- [To be done] Reproduce only the lines that begin at the line with "the blue enamel" and run to the end of the entries; omit every picture.
________________
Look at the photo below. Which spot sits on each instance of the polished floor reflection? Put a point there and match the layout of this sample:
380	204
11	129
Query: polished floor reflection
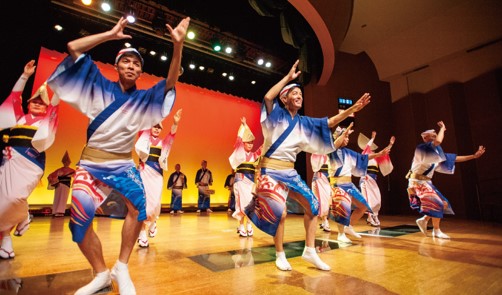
202	253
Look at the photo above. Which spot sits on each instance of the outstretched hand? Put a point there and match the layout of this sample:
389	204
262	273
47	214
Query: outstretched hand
177	116
442	125
481	150
362	102
118	30
178	34
392	140
293	74
29	68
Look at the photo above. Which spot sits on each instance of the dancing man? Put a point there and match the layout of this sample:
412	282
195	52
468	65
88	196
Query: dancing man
23	162
243	161
422	194
117	112
153	152
287	133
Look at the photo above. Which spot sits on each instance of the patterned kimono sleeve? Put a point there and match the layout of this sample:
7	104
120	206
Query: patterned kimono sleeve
317	161
384	164
81	85
318	136
427	153
46	133
11	110
142	146
238	155
359	162
167	143
447	166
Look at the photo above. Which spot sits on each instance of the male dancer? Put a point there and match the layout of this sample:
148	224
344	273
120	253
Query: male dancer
422	194
117	112
153	152
23	160
286	133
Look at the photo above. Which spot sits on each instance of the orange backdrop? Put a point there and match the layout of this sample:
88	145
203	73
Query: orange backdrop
207	131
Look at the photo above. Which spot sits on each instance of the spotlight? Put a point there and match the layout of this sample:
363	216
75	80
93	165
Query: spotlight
159	23
216	44
130	16
105	6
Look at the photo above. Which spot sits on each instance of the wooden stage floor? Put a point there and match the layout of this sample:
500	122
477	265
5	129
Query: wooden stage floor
201	253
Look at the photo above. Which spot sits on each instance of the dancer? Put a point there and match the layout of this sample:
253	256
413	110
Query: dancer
321	187
153	153
203	179
229	184
23	163
286	133
347	163
367	183
176	183
243	161
117	112
60	181
422	194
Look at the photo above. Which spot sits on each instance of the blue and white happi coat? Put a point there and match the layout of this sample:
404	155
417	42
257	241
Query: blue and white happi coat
422	194
311	135
81	84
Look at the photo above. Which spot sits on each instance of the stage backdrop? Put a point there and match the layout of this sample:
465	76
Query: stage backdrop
207	131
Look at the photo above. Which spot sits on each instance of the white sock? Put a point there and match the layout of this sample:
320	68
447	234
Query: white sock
281	262
310	255
100	281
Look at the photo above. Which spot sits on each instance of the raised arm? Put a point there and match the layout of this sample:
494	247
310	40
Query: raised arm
176	120
274	91
440	136
359	105
29	69
477	154
84	44
343	139
178	37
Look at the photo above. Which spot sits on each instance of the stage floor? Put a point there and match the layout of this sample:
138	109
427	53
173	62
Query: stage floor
203	253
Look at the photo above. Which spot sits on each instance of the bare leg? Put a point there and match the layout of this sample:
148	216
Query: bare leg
6	248
358	213
92	250
435	222
279	235
310	223
130	232
281	262
309	253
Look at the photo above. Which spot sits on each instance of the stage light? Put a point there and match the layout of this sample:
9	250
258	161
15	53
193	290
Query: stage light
216	44
105	6
159	23
130	15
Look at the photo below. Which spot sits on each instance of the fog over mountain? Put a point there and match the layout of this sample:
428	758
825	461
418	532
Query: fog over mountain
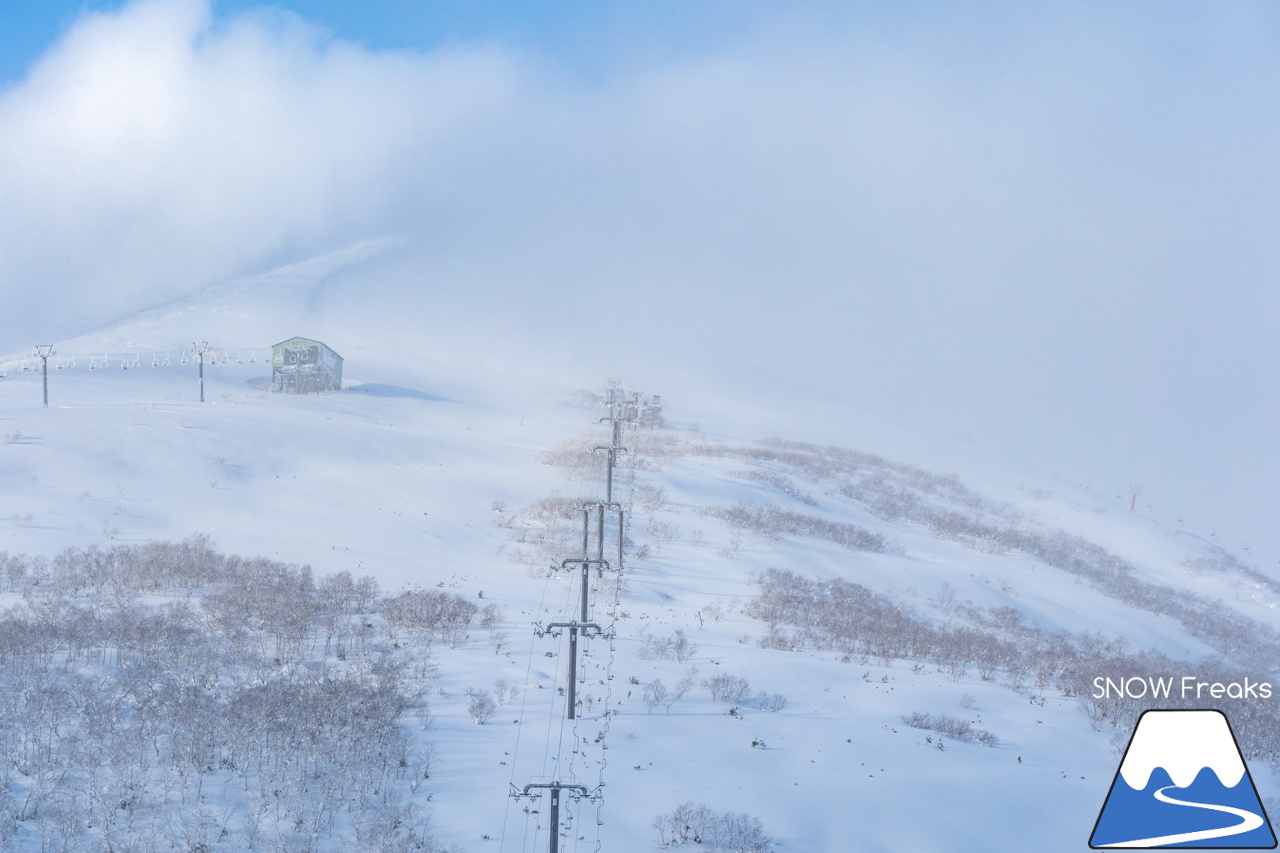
1045	231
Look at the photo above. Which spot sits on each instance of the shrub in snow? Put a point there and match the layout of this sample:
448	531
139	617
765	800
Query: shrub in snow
728	688
726	833
481	707
951	726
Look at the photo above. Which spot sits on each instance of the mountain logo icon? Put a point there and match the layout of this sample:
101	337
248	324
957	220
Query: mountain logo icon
1183	783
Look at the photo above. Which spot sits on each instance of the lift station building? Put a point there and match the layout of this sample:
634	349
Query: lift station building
305	366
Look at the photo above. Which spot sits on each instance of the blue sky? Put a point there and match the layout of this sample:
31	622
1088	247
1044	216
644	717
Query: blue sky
1047	227
584	36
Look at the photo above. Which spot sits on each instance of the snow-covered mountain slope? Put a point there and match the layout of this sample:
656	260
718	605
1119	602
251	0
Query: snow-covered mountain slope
456	461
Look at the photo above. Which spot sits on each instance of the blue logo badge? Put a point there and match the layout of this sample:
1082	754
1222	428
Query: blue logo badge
1183	783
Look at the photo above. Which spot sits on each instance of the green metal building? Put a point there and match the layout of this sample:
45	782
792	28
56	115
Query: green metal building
305	366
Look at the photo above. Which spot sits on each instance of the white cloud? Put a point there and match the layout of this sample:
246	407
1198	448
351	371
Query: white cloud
1052	228
154	149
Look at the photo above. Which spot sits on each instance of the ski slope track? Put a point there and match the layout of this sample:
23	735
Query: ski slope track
448	461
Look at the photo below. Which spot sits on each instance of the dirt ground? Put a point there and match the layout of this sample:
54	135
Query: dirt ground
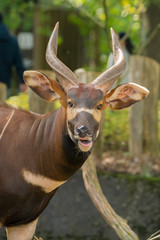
120	162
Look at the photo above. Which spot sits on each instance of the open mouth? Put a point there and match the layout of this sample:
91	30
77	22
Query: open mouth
84	144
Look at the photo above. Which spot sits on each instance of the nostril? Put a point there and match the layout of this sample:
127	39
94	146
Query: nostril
83	131
89	133
77	131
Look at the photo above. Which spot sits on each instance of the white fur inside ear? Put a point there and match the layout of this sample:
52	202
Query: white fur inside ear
143	89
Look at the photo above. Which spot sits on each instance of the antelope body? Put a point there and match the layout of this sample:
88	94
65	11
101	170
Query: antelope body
38	153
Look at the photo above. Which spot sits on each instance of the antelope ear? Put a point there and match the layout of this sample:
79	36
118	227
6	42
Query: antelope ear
125	95
43	86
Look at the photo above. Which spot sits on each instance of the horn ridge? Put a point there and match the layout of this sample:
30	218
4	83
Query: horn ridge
65	76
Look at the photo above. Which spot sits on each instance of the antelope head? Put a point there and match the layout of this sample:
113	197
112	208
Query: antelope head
84	103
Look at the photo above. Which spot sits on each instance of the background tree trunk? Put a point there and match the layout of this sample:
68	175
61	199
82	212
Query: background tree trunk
36	103
144	115
149	20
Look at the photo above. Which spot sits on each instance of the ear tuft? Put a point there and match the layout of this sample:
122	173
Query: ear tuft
125	95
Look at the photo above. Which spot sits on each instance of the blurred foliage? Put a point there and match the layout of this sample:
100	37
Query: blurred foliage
116	128
17	14
123	15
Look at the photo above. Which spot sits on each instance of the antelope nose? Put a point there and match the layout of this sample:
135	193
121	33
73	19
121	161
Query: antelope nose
83	131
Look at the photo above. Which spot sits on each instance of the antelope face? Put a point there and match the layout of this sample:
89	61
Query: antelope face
84	110
84	103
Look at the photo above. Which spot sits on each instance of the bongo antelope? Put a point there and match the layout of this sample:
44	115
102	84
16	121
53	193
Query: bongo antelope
38	153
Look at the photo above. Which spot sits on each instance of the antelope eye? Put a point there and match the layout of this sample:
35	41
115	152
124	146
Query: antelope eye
99	106
70	104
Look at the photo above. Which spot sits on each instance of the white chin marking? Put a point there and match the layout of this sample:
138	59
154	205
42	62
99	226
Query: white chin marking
84	147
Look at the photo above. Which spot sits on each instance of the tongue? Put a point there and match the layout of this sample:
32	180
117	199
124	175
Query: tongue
85	143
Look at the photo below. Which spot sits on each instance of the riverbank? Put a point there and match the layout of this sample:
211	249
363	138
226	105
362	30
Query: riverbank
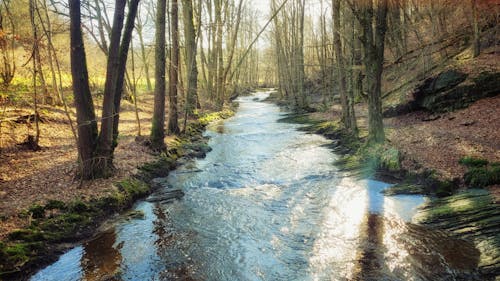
59	211
423	156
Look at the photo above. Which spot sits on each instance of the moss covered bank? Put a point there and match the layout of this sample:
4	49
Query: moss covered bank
56	226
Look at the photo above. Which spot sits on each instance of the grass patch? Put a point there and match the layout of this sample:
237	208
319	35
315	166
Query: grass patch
481	173
471	161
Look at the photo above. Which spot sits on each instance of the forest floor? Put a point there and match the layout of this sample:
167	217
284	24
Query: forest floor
437	141
30	177
439	144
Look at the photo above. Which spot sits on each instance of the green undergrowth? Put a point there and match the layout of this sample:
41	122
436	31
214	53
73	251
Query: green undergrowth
377	160
58	222
471	214
481	172
208	118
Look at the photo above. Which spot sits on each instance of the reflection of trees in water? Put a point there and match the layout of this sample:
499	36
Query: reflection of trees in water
169	246
395	250
100	260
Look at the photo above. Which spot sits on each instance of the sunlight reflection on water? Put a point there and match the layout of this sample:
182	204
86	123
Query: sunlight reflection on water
268	204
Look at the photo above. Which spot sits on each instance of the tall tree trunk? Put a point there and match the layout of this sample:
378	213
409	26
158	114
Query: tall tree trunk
475	26
104	152
341	78
85	114
122	66
374	46
145	62
36	66
190	57
173	115
51	55
158	122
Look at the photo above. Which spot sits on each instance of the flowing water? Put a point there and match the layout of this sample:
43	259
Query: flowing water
267	203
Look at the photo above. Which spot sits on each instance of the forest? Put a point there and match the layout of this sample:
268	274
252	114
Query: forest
249	140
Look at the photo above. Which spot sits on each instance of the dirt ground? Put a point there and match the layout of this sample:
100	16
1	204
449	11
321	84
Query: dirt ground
28	177
439	144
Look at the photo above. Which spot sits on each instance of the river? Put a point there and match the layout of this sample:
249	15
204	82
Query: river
267	203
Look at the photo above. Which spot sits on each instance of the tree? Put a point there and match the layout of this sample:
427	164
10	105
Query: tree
373	39
7	46
475	27
348	117
97	156
173	114
157	130
190	57
85	114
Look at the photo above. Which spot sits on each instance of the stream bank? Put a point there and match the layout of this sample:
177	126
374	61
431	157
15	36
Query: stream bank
267	204
57	226
463	212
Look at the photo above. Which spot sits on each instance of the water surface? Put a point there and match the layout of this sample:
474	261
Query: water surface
267	203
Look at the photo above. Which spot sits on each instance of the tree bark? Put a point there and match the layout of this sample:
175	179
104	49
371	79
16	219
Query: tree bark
85	114
122	65
190	57
475	26
157	130
374	46
173	114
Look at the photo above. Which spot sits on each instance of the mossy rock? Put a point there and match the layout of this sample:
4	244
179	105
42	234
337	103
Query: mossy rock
37	211
404	189
133	188
479	177
471	161
28	235
390	159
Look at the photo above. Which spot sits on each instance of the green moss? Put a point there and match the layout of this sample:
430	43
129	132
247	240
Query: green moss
298	119
390	159
479	177
471	161
459	204
214	116
78	206
55	204
133	188
445	188
29	235
37	211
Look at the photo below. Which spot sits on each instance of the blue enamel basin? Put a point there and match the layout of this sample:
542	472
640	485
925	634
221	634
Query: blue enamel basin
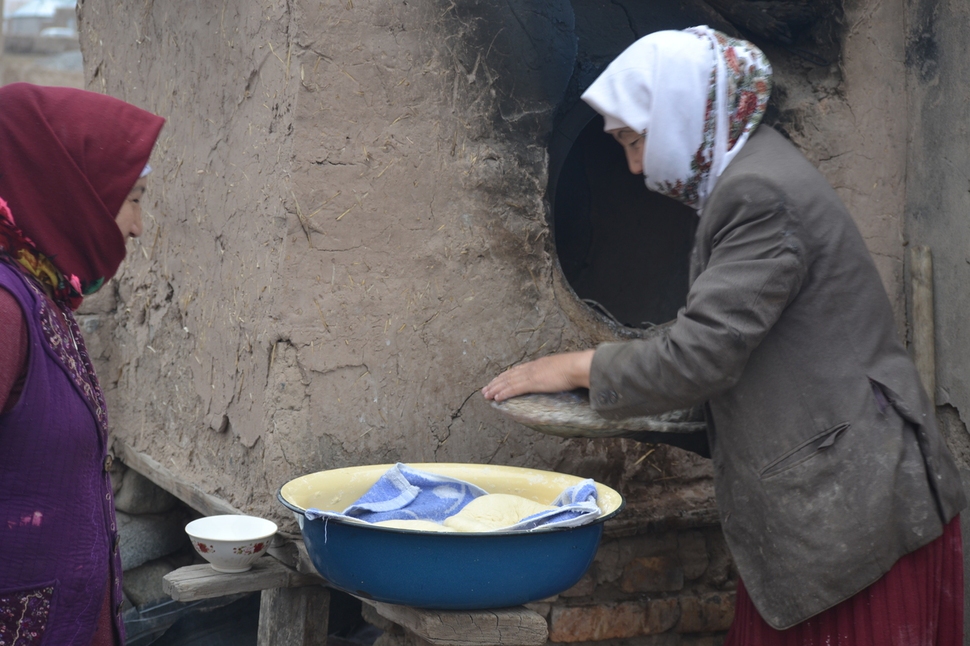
450	571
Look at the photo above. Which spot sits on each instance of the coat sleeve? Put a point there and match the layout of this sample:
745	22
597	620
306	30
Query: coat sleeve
756	267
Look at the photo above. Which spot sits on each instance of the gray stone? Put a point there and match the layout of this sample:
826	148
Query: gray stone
117	473
692	549
150	536
139	495
143	584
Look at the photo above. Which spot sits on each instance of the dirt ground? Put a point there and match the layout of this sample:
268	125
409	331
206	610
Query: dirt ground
64	70
347	236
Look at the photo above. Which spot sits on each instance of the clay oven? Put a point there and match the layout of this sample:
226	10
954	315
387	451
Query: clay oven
361	211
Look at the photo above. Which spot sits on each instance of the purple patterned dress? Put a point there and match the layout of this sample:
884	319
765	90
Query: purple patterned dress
58	534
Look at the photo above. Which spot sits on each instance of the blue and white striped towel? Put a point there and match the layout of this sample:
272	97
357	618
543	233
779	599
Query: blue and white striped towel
403	493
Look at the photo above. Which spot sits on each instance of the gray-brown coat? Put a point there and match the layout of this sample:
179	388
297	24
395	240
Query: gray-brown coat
788	335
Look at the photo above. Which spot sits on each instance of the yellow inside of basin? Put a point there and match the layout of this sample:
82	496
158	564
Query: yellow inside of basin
337	489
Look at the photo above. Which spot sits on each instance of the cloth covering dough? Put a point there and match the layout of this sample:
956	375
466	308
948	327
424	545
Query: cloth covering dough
494	511
415	525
________________
- [Task solution]
Look at the photo below. Which spot sits on each instance of the blue enamel basin? Put a point there and match the layout of this sample:
542	472
640	485
925	634
221	634
Query: blue enamel basin
450	571
Look at the photo above. Which spot sits on each instance of the coat sleeve? Put a point there and match the layout of this sample:
745	22
597	620
306	30
Query: coat sleeve
756	267
Look at the photo above. Which spot sits on each instance of the gray stone? Put a point there and match the layout of this sample:
826	148
Query: gray stone
117	473
692	549
150	536
139	495
143	584
Look at the photo above. Which spot sits on each instance of the dirt ground? Put a point there and match the layout of this sample:
268	125
409	331
206	610
Query: dirt ground
64	70
347	236
Look at the photo above. Which spot sits on each instance of the clay oven? Put a point there and match the layout of this sample:
226	10
954	315
387	451
Query: clay oven
361	211
Look at the photo above. Which spot sits on each instance of the purple patterned dress? Put a point there and match the layout of this sample:
884	319
765	90
Query: purple patterned dress
58	534
Look at the photo above. Which spot sits on each instance of the blue and white striped towel? Put a point there and match the layout of this sample:
272	97
357	618
543	233
779	599
Query: blue and white striped towel
403	493
Look at the photo above. Which spot sits on each instance of the gray-brown coat? Put a point there and match the layout of this sample:
179	388
297	24
395	240
Query: gray-brown coat
788	335
Look at the photo above. Which spot sits on each instance of the yellow inside of basin? Put a point there and match the layout of this sample:
82	496
158	564
Query: yellow inside of basin
337	489
Look at the photo above. Which spot sits on each instance of the cloth covering dough? Put a point there and match the layout of this sample:
956	375
466	308
948	327
424	545
Query: cloth covering dough
494	511
415	525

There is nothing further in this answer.